**** DATA TO PROCESS

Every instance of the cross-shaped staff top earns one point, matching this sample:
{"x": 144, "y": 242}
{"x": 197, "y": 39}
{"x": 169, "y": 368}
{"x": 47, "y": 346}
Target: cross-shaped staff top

********

## REQUIRED ACTION:
Nothing should be dropped or changed, so repeat all of the entries exactly.

## RESPONSE AREA:
Every instance of the cross-shaped staff top earns one point, matching this sample:
{"x": 144, "y": 242}
{"x": 197, "y": 39}
{"x": 169, "y": 368}
{"x": 47, "y": 346}
Target: cross-shaped staff top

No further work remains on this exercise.